◆ TASK BRIEF
Copy out everything from the line containing "Could you point at the deer muzzle" down to the line containing "<point>131,149</point>", both included, keeping each line's wording. Shift every x and y coordinate in the points by -55.

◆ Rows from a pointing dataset
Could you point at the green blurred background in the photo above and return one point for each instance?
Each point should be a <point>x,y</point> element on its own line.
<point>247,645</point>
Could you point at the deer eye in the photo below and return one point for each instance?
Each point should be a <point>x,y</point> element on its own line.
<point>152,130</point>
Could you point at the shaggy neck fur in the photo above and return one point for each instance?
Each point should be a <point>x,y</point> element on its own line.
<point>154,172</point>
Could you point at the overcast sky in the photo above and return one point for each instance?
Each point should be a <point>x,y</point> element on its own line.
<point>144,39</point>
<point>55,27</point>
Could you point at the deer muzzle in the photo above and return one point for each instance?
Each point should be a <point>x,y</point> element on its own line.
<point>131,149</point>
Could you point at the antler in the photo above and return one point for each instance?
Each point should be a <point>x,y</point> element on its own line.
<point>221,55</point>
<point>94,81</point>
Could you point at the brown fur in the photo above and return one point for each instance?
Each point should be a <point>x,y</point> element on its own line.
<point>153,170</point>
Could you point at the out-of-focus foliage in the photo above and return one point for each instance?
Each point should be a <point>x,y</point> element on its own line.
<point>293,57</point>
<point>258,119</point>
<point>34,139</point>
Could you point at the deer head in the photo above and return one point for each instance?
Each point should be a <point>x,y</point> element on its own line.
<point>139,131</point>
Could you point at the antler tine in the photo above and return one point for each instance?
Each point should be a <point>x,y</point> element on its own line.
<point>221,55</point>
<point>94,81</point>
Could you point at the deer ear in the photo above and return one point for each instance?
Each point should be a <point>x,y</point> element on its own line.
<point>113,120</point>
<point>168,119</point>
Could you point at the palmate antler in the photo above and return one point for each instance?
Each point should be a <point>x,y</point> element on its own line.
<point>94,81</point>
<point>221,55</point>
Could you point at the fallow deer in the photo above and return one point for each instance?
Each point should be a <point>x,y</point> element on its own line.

◆ EXERCISE SOLUTION
Could you point at the deer muzzle in the photo above and return one point for each instance?
Each point should be a <point>x,y</point> element on its own line.
<point>76,94</point>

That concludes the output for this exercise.